- Objective: Reproduce every one of the records below verbatim, leaving out the pictures.

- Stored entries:
((
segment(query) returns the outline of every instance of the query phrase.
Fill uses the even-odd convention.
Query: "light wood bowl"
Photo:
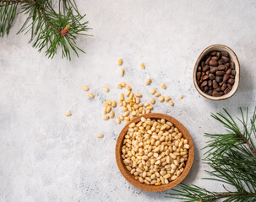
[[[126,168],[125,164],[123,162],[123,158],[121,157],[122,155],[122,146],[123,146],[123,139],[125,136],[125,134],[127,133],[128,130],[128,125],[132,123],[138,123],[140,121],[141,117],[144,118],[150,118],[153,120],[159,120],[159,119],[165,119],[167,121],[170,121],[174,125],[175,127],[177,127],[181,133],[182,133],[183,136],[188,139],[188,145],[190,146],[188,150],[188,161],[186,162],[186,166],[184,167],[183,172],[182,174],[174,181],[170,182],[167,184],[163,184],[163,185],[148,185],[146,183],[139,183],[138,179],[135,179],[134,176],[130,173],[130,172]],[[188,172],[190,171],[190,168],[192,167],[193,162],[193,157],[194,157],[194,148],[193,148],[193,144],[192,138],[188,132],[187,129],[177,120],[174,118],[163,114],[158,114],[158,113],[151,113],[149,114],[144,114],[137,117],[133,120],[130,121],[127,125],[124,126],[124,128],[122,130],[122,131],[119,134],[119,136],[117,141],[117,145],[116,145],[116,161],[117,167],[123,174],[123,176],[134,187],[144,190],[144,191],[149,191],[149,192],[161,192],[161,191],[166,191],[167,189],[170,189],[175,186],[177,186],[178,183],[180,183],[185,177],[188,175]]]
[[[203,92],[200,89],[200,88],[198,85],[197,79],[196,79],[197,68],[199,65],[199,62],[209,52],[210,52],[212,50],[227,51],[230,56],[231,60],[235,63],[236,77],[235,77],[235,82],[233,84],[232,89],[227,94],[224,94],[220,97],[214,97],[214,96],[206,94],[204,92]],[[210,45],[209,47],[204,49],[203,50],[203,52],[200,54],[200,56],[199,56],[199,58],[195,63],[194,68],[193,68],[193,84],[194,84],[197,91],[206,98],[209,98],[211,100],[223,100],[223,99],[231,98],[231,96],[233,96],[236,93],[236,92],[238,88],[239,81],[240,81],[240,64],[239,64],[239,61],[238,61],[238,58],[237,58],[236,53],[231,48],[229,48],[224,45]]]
))
- Solution to the exercise:
segment(query) returns the outline of every instance of the query phrase.
Fill uses the even-odd convention.
Query: "light wood bowl"
Photo:
[[[126,168],[125,164],[123,162],[123,158],[121,157],[122,155],[122,146],[123,146],[123,139],[125,136],[125,134],[127,133],[128,130],[128,125],[132,123],[138,123],[140,121],[141,117],[144,118],[150,118],[153,120],[159,120],[159,119],[165,119],[167,121],[170,121],[174,125],[175,127],[177,127],[181,133],[182,133],[183,136],[188,139],[188,145],[190,146],[188,150],[188,161],[186,162],[186,166],[184,167],[183,172],[182,174],[174,181],[170,182],[167,184],[163,184],[163,185],[148,185],[146,183],[139,183],[138,179],[135,179],[134,176],[130,173],[130,172]],[[188,172],[190,171],[190,168],[192,167],[193,162],[193,157],[194,157],[194,148],[193,148],[193,144],[192,138],[188,132],[187,129],[177,120],[174,118],[163,114],[158,114],[158,113],[151,113],[149,114],[144,114],[137,117],[133,120],[130,121],[127,125],[124,126],[124,128],[122,130],[122,131],[119,134],[119,136],[117,141],[117,145],[116,145],[116,161],[117,167],[123,174],[123,176],[134,187],[144,190],[144,191],[149,191],[149,192],[161,192],[161,191],[166,191],[167,189],[170,189],[175,186],[177,186],[178,183],[180,183],[185,177],[188,175]]]
[[[203,92],[200,89],[200,88],[198,85],[197,79],[196,79],[197,68],[199,65],[199,62],[209,52],[210,52],[212,50],[227,51],[230,56],[231,60],[235,63],[236,77],[235,77],[235,82],[233,84],[232,89],[227,94],[224,94],[220,97],[214,97],[214,96],[206,94],[204,92]],[[210,45],[209,47],[204,49],[203,50],[203,52],[200,54],[200,56],[199,56],[199,58],[195,63],[194,68],[193,68],[193,84],[194,84],[197,91],[206,98],[209,98],[211,100],[223,100],[223,99],[231,98],[231,96],[233,96],[236,93],[236,92],[238,88],[239,81],[240,81],[240,64],[239,64],[239,61],[238,61],[238,58],[237,58],[236,53],[231,48],[229,48],[224,45]]]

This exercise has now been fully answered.